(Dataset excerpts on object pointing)
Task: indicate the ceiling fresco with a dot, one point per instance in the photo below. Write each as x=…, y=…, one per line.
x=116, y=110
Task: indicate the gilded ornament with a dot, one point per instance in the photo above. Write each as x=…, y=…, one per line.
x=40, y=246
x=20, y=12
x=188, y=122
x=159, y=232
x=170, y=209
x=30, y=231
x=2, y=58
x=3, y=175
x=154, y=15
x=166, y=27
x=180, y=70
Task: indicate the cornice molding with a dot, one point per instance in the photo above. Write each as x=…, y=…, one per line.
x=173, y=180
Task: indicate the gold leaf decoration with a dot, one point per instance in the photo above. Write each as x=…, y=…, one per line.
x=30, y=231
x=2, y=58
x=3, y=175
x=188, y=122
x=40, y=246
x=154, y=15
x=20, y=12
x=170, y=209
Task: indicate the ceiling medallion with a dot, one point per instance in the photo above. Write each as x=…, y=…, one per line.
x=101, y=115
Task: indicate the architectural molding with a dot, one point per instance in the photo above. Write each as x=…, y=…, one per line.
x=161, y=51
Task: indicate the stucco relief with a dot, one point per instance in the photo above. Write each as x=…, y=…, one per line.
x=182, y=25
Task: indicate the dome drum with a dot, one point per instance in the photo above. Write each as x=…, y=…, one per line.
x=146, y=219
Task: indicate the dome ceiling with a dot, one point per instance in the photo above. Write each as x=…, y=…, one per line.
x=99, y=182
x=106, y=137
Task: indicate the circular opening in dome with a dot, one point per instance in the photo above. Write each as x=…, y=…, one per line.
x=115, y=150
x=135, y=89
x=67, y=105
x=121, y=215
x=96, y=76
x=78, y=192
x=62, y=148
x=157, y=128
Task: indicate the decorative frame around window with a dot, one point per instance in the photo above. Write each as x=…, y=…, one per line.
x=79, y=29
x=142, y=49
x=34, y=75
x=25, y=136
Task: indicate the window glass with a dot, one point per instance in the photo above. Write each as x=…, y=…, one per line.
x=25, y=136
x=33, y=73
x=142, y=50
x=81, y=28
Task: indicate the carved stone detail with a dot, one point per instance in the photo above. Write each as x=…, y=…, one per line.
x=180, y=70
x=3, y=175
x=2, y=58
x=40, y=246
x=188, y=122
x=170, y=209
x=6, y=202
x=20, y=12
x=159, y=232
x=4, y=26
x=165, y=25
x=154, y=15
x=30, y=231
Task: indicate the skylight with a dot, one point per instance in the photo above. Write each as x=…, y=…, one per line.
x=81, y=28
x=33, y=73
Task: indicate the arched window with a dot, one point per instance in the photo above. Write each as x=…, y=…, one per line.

#### TASK OBJECTIVE
Transcribe all of the records above verbatim, line for line, in their original order.

#### EXPECTED OUTPUT
Task: indicate the ceiling fresco with a dot, one point per instance in the photo below. Write each as x=…, y=…, one per line.
x=116, y=110
Task: indicate the gilded ornament with a dot, one point per instance in the photo above. Write each as x=…, y=…, one per line.
x=40, y=246
x=20, y=12
x=188, y=122
x=159, y=232
x=170, y=209
x=30, y=231
x=2, y=58
x=3, y=175
x=154, y=15
x=166, y=27
x=180, y=70
Task: indicate the cornice molding with a dot, one point per instance in the photo above. Write each as x=…, y=…, one per line.
x=173, y=180
Task: indicate the gold leaf decoration with a dot, one point per instance in the photo above. Write each as x=…, y=…, one per line.
x=30, y=231
x=2, y=58
x=3, y=175
x=188, y=122
x=40, y=246
x=154, y=15
x=20, y=12
x=170, y=209
Task: indicate the ceiling medallion with a dot, one point per instance in the photo above. Write each as x=…, y=…, one per line.
x=101, y=115
Task: indicate the architectural molding with a dot, one point per instance in the photo above. Write each as x=…, y=…, one per line.
x=161, y=51
Task: indicate the stucco relief with a dot, one point per instance in the photo above. Write each as x=…, y=…, one per line.
x=182, y=25
Task: indicate the dome drum with a dot, one point per instance in the photo above. Write each as x=…, y=…, one per line.
x=146, y=219
Task: indicate the dome ceiling with a dot, one point per instance in the photo above. Write each as x=…, y=…, one per line.
x=99, y=182
x=106, y=137
Task: indicate the circular opening in dome with a dot, one point per instance in the photo above. Write each as x=…, y=…, one per line.
x=115, y=150
x=135, y=89
x=67, y=105
x=121, y=215
x=96, y=76
x=78, y=192
x=62, y=148
x=157, y=128
Task: indicate the decorative frame around window with a dot, one point per instance in the photo above. Write each as x=…, y=…, one per line.
x=79, y=29
x=142, y=49
x=34, y=75
x=25, y=136
Task: indicate the window glass with a dot, one point per instance in the photo above. Write each as x=…, y=…, one per line.
x=25, y=136
x=33, y=73
x=142, y=50
x=81, y=28
Task: indicate the carved stone detail with a dot, one point per instance in the photo above. Write each as x=…, y=…, one per line.
x=180, y=70
x=3, y=175
x=2, y=58
x=40, y=246
x=188, y=122
x=170, y=209
x=6, y=202
x=20, y=12
x=159, y=232
x=4, y=26
x=165, y=25
x=154, y=15
x=30, y=231
Task: indicate the skylight with a dot, one point per instance in the photo above. Write each as x=…, y=…, one per line.
x=81, y=28
x=33, y=73
Task: indicate the arched window with a dot, one point per instance in the photo above. Write each as x=…, y=…, one per line.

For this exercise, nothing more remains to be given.